» **Data supplied**:
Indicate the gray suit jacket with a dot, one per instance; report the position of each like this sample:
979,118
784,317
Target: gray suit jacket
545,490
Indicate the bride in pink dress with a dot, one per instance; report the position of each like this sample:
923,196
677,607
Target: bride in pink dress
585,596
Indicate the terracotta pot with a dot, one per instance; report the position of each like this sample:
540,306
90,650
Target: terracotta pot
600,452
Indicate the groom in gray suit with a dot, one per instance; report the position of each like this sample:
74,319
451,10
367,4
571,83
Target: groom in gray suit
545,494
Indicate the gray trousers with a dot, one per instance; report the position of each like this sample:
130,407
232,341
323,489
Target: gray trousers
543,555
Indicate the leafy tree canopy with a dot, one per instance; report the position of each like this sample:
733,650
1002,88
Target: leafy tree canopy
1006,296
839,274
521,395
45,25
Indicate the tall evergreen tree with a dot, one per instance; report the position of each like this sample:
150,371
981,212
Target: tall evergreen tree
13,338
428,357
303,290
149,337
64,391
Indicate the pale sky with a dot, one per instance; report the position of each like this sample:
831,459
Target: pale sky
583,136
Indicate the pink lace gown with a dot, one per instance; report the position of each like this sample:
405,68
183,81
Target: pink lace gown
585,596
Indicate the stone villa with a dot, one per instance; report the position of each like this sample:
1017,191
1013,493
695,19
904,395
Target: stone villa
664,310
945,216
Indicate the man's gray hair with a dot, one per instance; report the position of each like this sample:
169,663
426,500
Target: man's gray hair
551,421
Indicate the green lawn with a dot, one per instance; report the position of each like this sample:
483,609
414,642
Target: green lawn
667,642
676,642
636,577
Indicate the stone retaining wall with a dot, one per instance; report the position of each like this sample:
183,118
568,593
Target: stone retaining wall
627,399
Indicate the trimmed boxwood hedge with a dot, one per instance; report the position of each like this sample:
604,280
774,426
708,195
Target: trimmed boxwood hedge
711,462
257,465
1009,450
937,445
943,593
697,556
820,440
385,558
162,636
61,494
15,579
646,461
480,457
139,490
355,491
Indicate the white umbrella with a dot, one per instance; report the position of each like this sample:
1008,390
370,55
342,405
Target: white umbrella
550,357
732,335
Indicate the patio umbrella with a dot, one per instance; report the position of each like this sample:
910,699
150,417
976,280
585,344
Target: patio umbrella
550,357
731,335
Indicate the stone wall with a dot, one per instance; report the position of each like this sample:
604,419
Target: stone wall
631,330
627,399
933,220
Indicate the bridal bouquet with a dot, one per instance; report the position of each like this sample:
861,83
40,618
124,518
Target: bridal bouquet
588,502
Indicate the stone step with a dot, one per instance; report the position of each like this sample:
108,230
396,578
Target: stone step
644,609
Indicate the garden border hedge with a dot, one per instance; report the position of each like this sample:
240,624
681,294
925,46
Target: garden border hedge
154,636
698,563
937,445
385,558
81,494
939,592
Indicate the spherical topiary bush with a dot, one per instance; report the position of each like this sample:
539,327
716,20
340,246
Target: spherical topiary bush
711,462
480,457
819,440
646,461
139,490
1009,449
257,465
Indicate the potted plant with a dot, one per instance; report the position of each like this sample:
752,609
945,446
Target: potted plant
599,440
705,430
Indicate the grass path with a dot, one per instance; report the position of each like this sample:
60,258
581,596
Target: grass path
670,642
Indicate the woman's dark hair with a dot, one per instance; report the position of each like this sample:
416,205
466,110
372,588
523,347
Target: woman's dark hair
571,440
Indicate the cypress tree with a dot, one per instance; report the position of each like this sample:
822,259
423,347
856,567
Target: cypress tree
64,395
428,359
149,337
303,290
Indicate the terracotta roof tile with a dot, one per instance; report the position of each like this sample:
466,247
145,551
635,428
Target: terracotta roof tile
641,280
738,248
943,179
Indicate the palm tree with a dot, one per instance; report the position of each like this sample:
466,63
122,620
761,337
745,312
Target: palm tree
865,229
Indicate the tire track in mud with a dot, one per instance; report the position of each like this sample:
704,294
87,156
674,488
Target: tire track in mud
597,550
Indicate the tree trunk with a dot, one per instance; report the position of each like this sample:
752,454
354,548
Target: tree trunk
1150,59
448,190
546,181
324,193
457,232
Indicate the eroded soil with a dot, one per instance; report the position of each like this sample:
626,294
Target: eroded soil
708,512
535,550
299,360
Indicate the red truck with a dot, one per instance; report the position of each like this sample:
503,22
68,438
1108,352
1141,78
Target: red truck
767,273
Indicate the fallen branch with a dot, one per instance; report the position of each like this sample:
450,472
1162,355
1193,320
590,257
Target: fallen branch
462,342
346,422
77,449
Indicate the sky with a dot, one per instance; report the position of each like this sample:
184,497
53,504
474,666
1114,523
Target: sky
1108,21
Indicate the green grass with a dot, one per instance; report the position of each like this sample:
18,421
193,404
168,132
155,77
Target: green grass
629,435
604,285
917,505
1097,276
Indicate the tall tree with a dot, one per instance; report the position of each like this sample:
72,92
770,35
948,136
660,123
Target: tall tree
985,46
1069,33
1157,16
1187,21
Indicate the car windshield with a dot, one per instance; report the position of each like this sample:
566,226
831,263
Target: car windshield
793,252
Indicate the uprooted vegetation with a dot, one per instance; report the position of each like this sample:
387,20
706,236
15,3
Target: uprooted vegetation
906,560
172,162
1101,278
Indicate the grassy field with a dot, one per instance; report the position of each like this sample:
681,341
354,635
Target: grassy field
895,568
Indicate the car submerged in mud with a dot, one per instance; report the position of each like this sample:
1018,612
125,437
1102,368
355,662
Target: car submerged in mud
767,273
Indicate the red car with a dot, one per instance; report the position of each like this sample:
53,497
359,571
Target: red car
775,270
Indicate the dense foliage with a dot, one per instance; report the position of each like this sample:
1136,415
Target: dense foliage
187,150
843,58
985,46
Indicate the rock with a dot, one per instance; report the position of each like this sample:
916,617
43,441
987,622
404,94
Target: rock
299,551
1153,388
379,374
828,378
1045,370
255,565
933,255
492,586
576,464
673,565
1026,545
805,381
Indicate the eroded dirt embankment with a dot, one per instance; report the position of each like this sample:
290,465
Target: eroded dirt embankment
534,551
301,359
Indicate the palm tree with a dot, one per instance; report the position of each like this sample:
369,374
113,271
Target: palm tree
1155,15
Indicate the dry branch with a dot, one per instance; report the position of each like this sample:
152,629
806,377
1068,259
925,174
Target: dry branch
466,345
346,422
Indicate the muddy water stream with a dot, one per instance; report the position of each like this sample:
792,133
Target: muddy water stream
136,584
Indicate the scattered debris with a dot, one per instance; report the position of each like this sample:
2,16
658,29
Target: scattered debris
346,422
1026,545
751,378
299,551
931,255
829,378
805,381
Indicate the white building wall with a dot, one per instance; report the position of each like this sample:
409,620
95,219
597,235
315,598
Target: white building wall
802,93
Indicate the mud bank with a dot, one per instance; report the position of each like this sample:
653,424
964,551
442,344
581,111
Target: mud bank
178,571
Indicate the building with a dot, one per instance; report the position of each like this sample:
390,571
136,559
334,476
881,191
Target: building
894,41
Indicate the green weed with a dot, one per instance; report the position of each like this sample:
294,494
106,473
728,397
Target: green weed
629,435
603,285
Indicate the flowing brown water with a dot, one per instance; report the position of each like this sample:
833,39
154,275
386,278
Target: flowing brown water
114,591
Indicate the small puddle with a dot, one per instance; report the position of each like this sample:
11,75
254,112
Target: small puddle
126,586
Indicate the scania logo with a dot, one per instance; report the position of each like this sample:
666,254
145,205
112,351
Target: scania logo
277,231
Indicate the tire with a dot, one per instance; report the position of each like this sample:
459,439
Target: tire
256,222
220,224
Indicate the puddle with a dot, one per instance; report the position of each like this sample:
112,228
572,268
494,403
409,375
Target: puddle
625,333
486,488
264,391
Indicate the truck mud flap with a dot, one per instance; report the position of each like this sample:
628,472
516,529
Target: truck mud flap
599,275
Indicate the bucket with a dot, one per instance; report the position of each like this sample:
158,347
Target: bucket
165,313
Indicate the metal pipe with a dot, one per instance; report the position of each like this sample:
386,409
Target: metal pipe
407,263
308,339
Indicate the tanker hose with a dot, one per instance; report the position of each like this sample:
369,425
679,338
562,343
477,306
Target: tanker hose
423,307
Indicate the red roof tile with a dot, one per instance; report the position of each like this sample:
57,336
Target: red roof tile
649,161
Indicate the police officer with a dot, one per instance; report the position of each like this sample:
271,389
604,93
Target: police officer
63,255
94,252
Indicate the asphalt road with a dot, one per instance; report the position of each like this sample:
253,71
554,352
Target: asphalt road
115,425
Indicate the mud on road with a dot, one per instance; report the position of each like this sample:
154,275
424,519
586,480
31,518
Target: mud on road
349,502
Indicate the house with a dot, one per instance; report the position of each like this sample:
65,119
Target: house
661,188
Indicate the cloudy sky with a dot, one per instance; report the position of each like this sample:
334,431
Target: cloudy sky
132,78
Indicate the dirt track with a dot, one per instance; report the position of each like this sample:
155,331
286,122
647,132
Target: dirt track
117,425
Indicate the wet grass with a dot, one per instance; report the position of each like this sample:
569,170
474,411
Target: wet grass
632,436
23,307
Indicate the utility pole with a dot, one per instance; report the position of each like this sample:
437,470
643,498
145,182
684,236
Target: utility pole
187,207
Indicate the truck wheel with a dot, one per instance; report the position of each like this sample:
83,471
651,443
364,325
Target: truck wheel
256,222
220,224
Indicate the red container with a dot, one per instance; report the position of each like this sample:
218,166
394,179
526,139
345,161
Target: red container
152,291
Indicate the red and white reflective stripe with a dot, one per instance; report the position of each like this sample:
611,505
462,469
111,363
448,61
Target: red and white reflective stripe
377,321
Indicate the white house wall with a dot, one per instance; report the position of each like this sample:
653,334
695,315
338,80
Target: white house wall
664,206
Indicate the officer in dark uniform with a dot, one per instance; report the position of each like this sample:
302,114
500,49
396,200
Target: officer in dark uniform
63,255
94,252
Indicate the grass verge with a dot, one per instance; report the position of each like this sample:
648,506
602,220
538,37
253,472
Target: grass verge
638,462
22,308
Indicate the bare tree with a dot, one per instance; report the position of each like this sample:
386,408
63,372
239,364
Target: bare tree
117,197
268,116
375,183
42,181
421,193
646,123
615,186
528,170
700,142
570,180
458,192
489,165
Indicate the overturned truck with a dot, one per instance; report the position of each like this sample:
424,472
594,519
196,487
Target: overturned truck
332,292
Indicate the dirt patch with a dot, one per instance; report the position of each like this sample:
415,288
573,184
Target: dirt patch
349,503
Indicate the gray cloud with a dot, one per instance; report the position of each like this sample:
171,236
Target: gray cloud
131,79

» **Aim of the exercise**: Transcribe the lines from the first line of the records through the line that contains "Indicate the trimmed", both included, and add nothing else.

» **Answer to this task**:
Indicate the gray suit jacket with a dot, one per instance; report the position of each like this sample:
979,118
784,317
Target: gray suit jacket
545,490
Indicate the bride in pink dress with a dot, one per instance; report the position of each like this sample:
923,196
677,607
Target: bride in pink dress
585,596
Indicate the terracotta pot with a dot, one per instance; report the position of each like this sample:
540,306
90,650
Target: terracotta pot
600,452
Indicate the groom in gray suit with a dot, one per instance; report the position of each like this sample:
74,319
451,10
367,4
571,83
Target: groom in gray suit
545,494
Indicate the gray trousers with a dot, one per instance; report the position of each like this sample:
130,407
232,341
323,489
Target: gray trousers
543,555
Indicate the leafy tree canopy with a dot, one per instance; report the position of each like this sample:
733,650
1002,88
Target: leafy tree canopy
1006,296
839,274
521,395
45,25
Indicate the tall evergreen tree with a dot, one per instance; report the position of each like this sample:
150,371
981,212
Target: tall evergreen tree
13,338
428,357
303,290
149,337
64,391
Indicate the pale sky with a dot, one per instance; report the position of each like this sample:
831,459
Target: pale sky
583,136
Indicate the pink lace gown with a dot, one per instance; report the position of each like this sample:
405,68
183,81
Target: pink lace gown
585,596
Indicate the stone villa with a dot, one per instance; report the position of each like this sample:
1017,191
1013,493
695,19
904,395
Target: stone villa
664,310
945,216
Indicate the man's gray hair with a dot, one per instance; report the position of each like this sample:
169,663
426,500
Target: man's gray hair
551,421
Indicate the green lawn with a dot, one per instance; report the position of each like this sample:
483,609
414,642
Target: green lawn
667,642
676,642
636,577
Indicate the stone retaining wall with a dot, one per instance; report the position of each like this sample:
183,118
568,593
Target: stone retaining wall
627,399
Indicate the trimmed boxwood hedge with a dot, one per instance; report the position of each like this sample:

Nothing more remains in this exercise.